**INFORMATION SUPPLIED**.

--*--

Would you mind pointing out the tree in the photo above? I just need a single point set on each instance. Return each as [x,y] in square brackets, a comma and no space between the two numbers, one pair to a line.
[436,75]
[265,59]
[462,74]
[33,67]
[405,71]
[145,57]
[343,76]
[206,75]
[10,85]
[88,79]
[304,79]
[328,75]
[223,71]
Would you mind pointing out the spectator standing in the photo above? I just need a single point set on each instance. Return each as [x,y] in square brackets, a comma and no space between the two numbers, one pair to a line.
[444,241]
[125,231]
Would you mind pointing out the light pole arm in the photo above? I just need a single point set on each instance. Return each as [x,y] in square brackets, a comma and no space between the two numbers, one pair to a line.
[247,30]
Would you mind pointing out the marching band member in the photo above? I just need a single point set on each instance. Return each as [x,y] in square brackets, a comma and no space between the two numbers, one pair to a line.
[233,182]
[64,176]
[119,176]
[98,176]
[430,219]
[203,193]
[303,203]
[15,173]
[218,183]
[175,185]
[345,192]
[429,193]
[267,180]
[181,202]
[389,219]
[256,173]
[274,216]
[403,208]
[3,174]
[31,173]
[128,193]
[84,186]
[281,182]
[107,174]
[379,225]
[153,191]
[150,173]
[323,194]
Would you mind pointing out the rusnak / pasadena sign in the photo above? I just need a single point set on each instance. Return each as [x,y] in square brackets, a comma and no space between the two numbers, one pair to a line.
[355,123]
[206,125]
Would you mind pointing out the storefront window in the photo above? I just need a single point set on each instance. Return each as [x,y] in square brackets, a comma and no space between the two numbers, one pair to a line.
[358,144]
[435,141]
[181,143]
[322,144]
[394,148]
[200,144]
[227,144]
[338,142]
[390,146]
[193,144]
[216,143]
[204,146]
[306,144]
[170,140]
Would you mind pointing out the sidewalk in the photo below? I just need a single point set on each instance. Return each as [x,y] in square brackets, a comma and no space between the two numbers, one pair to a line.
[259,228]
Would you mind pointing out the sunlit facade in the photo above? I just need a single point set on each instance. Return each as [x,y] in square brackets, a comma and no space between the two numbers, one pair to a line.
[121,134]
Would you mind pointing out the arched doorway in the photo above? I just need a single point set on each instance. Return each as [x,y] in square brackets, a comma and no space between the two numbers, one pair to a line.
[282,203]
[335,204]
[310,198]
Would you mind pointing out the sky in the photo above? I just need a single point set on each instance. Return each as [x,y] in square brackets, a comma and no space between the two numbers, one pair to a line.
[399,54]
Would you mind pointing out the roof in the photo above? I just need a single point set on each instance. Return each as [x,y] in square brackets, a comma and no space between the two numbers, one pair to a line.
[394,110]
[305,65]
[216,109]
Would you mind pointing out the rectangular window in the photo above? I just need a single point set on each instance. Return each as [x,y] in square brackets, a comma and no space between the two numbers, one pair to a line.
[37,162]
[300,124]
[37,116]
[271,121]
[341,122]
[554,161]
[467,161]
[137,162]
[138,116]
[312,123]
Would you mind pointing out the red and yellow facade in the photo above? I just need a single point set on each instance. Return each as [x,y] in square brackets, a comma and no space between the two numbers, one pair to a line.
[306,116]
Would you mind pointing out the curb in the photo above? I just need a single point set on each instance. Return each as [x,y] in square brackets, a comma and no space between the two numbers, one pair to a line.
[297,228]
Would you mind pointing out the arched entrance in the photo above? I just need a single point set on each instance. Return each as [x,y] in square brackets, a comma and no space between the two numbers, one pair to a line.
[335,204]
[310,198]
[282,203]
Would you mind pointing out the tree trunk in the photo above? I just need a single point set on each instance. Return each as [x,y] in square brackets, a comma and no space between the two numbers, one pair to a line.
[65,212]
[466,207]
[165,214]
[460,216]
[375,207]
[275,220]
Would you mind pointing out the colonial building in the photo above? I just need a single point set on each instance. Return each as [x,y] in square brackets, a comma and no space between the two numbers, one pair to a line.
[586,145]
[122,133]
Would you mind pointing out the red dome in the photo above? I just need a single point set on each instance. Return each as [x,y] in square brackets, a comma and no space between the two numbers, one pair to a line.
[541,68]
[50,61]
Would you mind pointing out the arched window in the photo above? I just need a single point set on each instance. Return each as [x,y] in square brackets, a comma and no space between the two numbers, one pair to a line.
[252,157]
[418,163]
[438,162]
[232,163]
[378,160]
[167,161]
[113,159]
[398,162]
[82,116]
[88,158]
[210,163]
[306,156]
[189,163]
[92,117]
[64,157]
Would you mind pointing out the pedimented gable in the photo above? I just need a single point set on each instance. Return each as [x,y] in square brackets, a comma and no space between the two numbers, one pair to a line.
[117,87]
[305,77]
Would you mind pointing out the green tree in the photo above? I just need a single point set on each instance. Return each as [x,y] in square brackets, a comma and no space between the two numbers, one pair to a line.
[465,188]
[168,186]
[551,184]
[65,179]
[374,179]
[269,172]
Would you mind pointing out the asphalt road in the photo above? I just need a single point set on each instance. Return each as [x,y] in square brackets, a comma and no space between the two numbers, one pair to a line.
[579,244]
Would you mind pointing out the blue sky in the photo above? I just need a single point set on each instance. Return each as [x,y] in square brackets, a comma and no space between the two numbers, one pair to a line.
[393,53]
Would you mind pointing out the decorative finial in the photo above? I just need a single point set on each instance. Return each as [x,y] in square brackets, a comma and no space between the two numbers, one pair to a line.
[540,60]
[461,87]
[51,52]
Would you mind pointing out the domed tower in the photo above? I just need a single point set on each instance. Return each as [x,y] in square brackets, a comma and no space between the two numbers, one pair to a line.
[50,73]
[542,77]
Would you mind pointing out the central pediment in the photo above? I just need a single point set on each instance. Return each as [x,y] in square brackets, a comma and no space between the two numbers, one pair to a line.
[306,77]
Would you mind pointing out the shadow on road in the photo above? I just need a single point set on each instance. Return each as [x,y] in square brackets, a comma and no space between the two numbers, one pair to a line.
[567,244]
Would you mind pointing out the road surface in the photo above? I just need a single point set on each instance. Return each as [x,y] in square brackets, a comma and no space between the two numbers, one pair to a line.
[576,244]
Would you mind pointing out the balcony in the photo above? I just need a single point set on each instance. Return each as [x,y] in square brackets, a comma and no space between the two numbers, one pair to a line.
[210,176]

--*--

**TASK INSTRUCTIONS**.
Write out exactly the lines from the line holding "Would you mind pointing out the green" through the last line of the data, and nothing besides those lines.

**RESULT OF THIS EXERCISE**.
Would you mind pointing out the green tree in the photo above? I just need a single point set on each instance. Return each as [x,y] in square brackets, a comma and no space between the two numbers, one pair to a line.
[465,188]
[168,186]
[551,184]
[65,179]
[374,179]
[269,172]
Would you mind pointing out the asphalt road in the photo above? I just need a single point set on each instance. Return each as [x,y] in square brackets, a comma and no space between the two numbers, one pair to a line.
[579,244]
Would you mind pointing out the blue sky in the photo above? I just need a single point set on each instance. Return each as [x,y] in square brackets, a comma and no space between the two numbers, one pair to a line.
[393,53]
Would you mind pointing out the decorative finial in the photo above? I just need a single point set on each instance. Return each as [x,y] in square brackets, a comma and no space between the two numbers, one pair to a line.
[540,60]
[461,87]
[51,52]
Would you mind pointing out the domed tower in the photo above? I just need a single point set on each instance. Return each as [x,y] in square brackets, a comma and no space between the two numbers, one pair to a line.
[50,73]
[542,77]
Would you mind pointing out the central pediment in the photo above? I just need a single point set on each instance. Return each as [x,y] in square brackets, a comma and no space between the two numbers, one pair to a line.
[306,77]
Would you mind pointing out the shadow on road in the photo above? I just need a single point set on each instance. Return each as [x,y] in square brackets, a comma and no space between the two numbers, one pair to a line.
[567,244]
Would you mind pointing out the road surface in the photo above? I just need a single point set on each instance. Return each as [x,y] in square brackets, a comma and no space between the two numbers, one pair to a line.
[576,244]
Would you mind pointing out the balcony in the photo above? I just need a single point set on each instance. Return each as [x,y] in square brackets, a comma and no space between the two numbers, one pair to a line.
[210,176]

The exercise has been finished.